Affordable Access

deepdyve-link
Publisher Website

Genetic differences among Haplorchis taichui populations in Indochina revealed by mitochondrial COX1 sequences.

Authors
  • Thaenkham, U1
  • Phuphisut, O1
  • Nuamtanong, S1
  • Yoonuan, T1
  • Sa-Nguankiat, S1
  • Vonghachack, Y2
  • Belizario, V Y3
  • Dung, D T4
  • Dekumyoy, P1
  • Waikagul, J1
  • 1 Department of Helminthology,Faculty of Tropical Medicine,Mahidol University,Thailand. , (Thailand)
  • 2 Unit of Parasitology,Faculty of Basic Sciences,University of Health Sciences,Lao People's Democratic Republic. , (Laos)
  • 3 National Institutes of Health and College of Public Health, University of the Philippines,Manila,The Philippines. , (Philippines)
  • 4 Parasitology Department,National Institute of Malariology and Entomology,Hanoi,Vietnam.

◆ Information provided:
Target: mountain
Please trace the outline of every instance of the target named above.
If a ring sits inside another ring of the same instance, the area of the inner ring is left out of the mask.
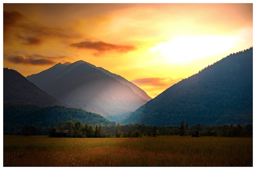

◆ Exercises to complete:
1. Using the Haplorchis taichui page, decide whether each statement agrees with it. Answer yes or no and quote the deciding words exactly.
(a) The populations were compared using mitochondrial COX1 sequences.
(b) The Parasitology Department named on the page is in Manila.
(c) The Unit of Parasitology belongs to a Faculty of Basic Sciences.
2. Quote the Haplorchis taichui page word for word, starting at "Affordable Access" and ending at "mitochondrial COX1 sequences.".
3. Extend the Haplorchis taichui page, beginning right after its last line.
The listing plays no part in this work.

◆ Task responses:
1.
(a) Yes: "revealed by mitochondrial COX1 sequences"
(b) No: "Parasitology Department,National Institute of Malariology and Entomology,Hanoi,Vietnam."
(c) Yes: "Unit of Parasitology,Faculty of Basic Sciences"

2.
Affordable Access

deepdyve-link
Publisher Website

Genetic differences among Haplorchis taichui populations in Indochina revealed by mitochondrial COX1 sequences.

3.
Type
Published Article
Journal
Journal of helminthology
Publication Date
Sep 01, 2017
Volume
91
Issue
5
Pages
597–604
Identifiers
DOI: 10.1017/S0022149X1600050X
PMID: 27411962
Source
Medline
License
Unknown

Abstract

Haplorchis taichui is an intestinal heterophyid fluke that is pathogenic to humans. It is widely distributed in Asia, with a particularly high prevalence in Indochina. Previous work revealed that the lack of gene flow between three distinct populations of Vietnamese H. taichui can be attributed to their geographic isolation with no interconnected river basins. To test the hypothesis that interconnected river basins allow gene flow between otherwise isolated populations of H. taichui, as previously demonstrated for another trematode, Opisthorchis viverrini, we compared the genetic structures of seven populations of H. taichui from various localities in the lower Mekong Basin, in Thailand and Laos, with those in Vietnam, using the mitochondrial cytochrome c oxidase subunit 1 (COX1) gene. To determine the gene flow between these H. taichui populations, we calculated their phylogenetic relationships, genetic distances and haplotype diversity. Each population showed very low nucleotide diversity at this locus. However, high levels of genetic differentiation between the populations indicated very little gene flow. A phylogenetic analysis divided the populations into four clusters that correlated with the country of origin. The negligible gene flow between the Thai and Laos populations, despite sharing the Mekong Basin, caused us to reject our hypothesis. Our data suggest that the distribution of H. taichui populations was incidentally associated with national borders.